**Goal 1**
In the article about Sean Connery, what slogan is tattooed on his right forearm?
**Goal 2**
Output the part of the Sean Connery article that begins with the words containing "No and From" and ends with "villain goes down.".
**Goal 3**
Write the next part of the Sean Connery article, picking up right after its final sentence.

**Reading passage**
## BEGIN

The 34-year-old British actor is so right in the role that
it would be an impertinence for anyone else to try it. He
does not, however, want to be permanently put in Bond, and
off-screen stubbornly rejects any identification with the
famous superhero.
An actor's
career often hangs on a moment. For Connery, it came at
the London preview of Dr.
No, in September, 1962. The camera panned around a
crowded gambling club and moved in for a close-up of a
dark, lithely hand- some, rather menacing man. Looking
directly into the lens, he said, "I'm Bond...James
Bond." Something like a direct current ran through
the audience. An hour later, a reviving matron asked her
companions, "Who is that doll?" Dr.
No and From
Russia With Love left thousands of women limp in their
seats and millions of dollars at the box office, and
rocketed Connery into a career that threatens to endure
until the last Fleming villain goes down.
Although James
Bond has raised him from an obscure actor earning $16,000
a picture to a star who collects $200,000 per,
Edinburgh-born Connery has deliberately thwarted studio
efforts to make a Bondsman out of him. He remains his
Celtic self, down to the slogan tattooed in blue on his
right forearm: "Scotland Forever." When
producers Harry Saltzman and Albert R. Broccoli arranged a
Mayfair cocktail party to introduce him as a suave
Continental type, Connery arrived on his motor scooter and
drank his usual-beer. Plans for a formal-dress London
premiere of a Bond film were changed when Connery
announced that his Dad did not own a dinner jacket and was
not going to buy one just to see a blinking movie.

## END

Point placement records
## BEGIN

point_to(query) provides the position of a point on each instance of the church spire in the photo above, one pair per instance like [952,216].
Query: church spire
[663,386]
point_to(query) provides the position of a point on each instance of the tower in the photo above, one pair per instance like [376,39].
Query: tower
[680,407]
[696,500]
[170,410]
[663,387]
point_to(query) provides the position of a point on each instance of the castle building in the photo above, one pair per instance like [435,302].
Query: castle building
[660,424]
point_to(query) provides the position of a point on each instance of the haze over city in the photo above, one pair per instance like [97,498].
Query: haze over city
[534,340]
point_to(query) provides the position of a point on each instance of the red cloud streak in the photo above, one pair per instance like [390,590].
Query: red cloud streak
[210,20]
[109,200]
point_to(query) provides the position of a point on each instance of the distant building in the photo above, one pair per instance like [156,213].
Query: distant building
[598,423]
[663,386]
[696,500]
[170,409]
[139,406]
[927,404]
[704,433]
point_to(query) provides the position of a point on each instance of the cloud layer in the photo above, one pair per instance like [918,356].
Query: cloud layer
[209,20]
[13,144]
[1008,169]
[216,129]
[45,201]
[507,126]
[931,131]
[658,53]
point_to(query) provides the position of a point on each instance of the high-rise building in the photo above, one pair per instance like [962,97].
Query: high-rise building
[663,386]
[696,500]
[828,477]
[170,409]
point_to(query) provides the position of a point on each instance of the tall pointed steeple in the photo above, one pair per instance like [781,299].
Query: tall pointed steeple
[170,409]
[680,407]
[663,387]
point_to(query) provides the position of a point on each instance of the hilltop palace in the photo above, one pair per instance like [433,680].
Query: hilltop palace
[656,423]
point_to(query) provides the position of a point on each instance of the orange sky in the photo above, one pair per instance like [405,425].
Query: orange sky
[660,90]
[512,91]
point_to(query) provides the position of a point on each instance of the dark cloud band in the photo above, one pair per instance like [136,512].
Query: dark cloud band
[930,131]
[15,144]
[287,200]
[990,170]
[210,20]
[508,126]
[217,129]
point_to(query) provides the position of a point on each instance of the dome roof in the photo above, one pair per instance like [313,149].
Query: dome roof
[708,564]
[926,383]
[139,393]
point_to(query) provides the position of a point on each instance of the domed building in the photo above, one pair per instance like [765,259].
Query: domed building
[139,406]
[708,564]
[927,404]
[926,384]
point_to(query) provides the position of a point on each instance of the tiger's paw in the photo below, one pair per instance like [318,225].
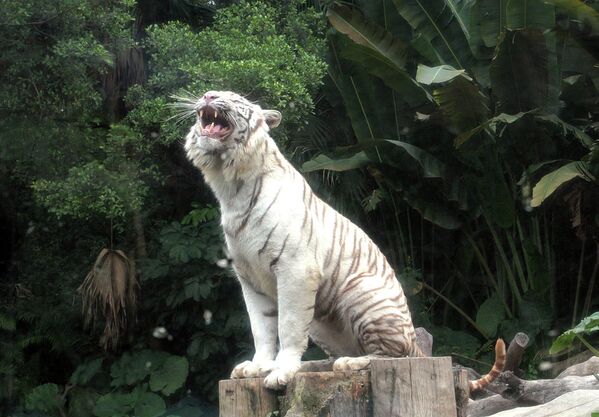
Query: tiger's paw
[351,364]
[280,377]
[250,369]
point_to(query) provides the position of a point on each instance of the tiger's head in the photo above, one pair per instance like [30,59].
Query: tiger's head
[225,122]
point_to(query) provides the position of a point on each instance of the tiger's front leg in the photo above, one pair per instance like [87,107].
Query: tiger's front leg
[296,296]
[263,321]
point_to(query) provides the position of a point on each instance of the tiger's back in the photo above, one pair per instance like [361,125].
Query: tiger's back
[304,269]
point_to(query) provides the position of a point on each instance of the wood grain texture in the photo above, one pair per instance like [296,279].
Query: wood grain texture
[245,398]
[328,394]
[413,387]
[462,392]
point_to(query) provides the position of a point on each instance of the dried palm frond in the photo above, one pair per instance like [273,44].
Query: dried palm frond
[109,291]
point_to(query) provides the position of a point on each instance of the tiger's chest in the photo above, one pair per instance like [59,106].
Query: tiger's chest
[257,223]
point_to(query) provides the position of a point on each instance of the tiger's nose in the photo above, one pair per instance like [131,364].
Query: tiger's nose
[209,96]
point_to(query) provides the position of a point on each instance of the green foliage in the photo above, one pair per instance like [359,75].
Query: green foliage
[480,96]
[91,160]
[588,325]
[490,314]
[272,54]
[45,398]
[86,371]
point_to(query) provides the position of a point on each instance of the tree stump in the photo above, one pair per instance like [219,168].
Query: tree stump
[331,394]
[245,398]
[413,387]
[403,387]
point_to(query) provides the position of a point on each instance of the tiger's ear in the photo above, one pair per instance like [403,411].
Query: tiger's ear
[272,118]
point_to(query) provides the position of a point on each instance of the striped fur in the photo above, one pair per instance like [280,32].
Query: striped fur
[485,380]
[304,269]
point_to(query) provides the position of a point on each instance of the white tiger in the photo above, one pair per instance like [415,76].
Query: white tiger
[304,269]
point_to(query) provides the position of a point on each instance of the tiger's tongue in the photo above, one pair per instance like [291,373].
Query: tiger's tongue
[212,129]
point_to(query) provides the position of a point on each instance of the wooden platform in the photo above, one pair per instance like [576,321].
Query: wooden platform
[404,387]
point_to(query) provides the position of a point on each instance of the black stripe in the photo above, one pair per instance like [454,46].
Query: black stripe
[275,260]
[267,240]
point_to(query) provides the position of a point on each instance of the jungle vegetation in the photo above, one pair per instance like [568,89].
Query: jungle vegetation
[462,135]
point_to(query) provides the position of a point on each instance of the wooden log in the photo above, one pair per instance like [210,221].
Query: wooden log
[331,394]
[245,398]
[514,353]
[322,365]
[544,390]
[462,392]
[424,340]
[489,406]
[413,387]
[583,403]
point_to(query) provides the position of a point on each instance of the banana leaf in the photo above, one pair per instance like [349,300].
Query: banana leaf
[439,23]
[322,161]
[529,14]
[410,92]
[362,31]
[437,75]
[461,102]
[519,71]
[552,181]
[580,12]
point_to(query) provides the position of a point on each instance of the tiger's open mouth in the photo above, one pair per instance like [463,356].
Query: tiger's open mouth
[213,124]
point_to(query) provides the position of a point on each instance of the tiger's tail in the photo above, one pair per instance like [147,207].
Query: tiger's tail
[495,371]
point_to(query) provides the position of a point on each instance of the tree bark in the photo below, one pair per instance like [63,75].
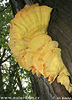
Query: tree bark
[60,29]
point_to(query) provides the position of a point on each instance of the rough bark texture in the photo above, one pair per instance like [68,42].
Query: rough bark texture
[60,29]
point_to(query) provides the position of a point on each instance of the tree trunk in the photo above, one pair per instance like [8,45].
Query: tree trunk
[60,29]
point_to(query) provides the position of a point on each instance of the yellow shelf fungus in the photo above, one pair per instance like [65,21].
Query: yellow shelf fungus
[33,49]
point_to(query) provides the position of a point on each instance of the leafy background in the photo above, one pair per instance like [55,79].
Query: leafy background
[14,80]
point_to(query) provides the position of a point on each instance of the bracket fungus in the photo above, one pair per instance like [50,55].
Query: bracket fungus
[33,48]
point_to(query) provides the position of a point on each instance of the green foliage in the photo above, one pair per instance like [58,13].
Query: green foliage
[13,77]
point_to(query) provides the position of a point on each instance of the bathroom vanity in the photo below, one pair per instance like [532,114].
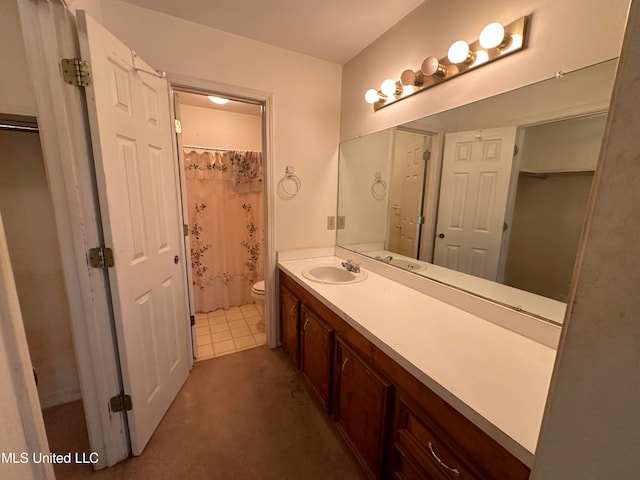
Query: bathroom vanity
[418,388]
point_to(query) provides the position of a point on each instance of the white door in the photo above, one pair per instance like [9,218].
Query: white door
[136,174]
[476,172]
[411,196]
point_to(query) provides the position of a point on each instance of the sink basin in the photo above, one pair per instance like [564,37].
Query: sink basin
[332,274]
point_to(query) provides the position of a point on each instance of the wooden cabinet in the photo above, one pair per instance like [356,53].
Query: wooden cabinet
[289,320]
[361,406]
[420,452]
[316,355]
[424,437]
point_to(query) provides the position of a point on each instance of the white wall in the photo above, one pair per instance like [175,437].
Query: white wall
[16,92]
[565,146]
[27,210]
[365,215]
[591,425]
[306,103]
[22,425]
[208,127]
[564,36]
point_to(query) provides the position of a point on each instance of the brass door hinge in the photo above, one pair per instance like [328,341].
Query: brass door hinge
[120,403]
[101,257]
[76,72]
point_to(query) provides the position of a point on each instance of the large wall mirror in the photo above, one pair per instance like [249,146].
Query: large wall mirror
[489,197]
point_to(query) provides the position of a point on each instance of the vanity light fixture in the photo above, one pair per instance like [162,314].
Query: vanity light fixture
[496,40]
[432,66]
[409,78]
[493,36]
[372,96]
[391,87]
[459,52]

## END

**Result 1**
"Scotland Forever."

**Result 2**
No and From
Russia With Love left thousands of women limp in their
seats and millions of dollars at the box office, and
rocketed Connery into a career that threatens to endure
until the last Fleming villain goes down.

**Result 3**
Connery lives
with his wife, actress Diane Cilento, and two children in
a four-story brick house at Acton that once was a convent.
It has two kitchens and two cooks-Diane and Sean. An old
bachelor range hand (he married at 32), the actor is proud
of his beef casserole. On Sundays, the Connerys serve
breakfast to drop-in visitors, the children's nannie and
her boyfriend.
Until
recently, the family rode around in a Volkswagen. It has
since been traded in for a white XKE Jaguar. Lest any
suspect that this indicates a creeping James Bond
influence, be it noted that the new car is a hand-me-down
1960 model.
H. L. Mencken
once described the sort of person who wants to be an actor
as "the neighborhood fop and beau, the human
clotheshorse, the nimble squirer of dames." While
Connery is recognizable on sight as an actor-the Mr.
Universe build (6 feet 3 inches, 190 pounds) , the
dark-brown hair and eyes, the long-lipped mouth framed by
cheek-sized dimples, the softly burred baritone voice--his
background is not what Mencken had in mind. His Irish
father was an Edinburgh truck driver, and his Scottish
mother went out to do housework most of her life. Connery
quit school at 14 and worked at a succession of
muscle-and-stamina jobs, including steel bending, coffin
polishing and a three-year hitch in the Royal Navy.
At 22, he
broke into the chorus of the London company of South
Pacific by taking a two-day crash course in dancing,
and toured with the show for 18 months. Soon set on
acting, he educated himself with 10 recommended books
(including My Life
in Art, Ulysses,
Jean Christophe
and Remembrance of
Things Past), and still reads "a terrific
amount." He went on to stock, repertory, Shakespeare,
British TV and movies, where, because of his Scots accent,
he played Americans, Italians and Germans. He had nine
undistinguished films behind him when he was offered the
James Bond role.
Richard
Maibaum, screenwriter for the first three Bond films, lays
their success to Connery. "He has personality, humor
and ability," says Maibaum, "and he's very good
on the physical stuff. He's proof that a good actor can do
it better."
Now that Bond
has shot him to glory, Connery views success cautiously.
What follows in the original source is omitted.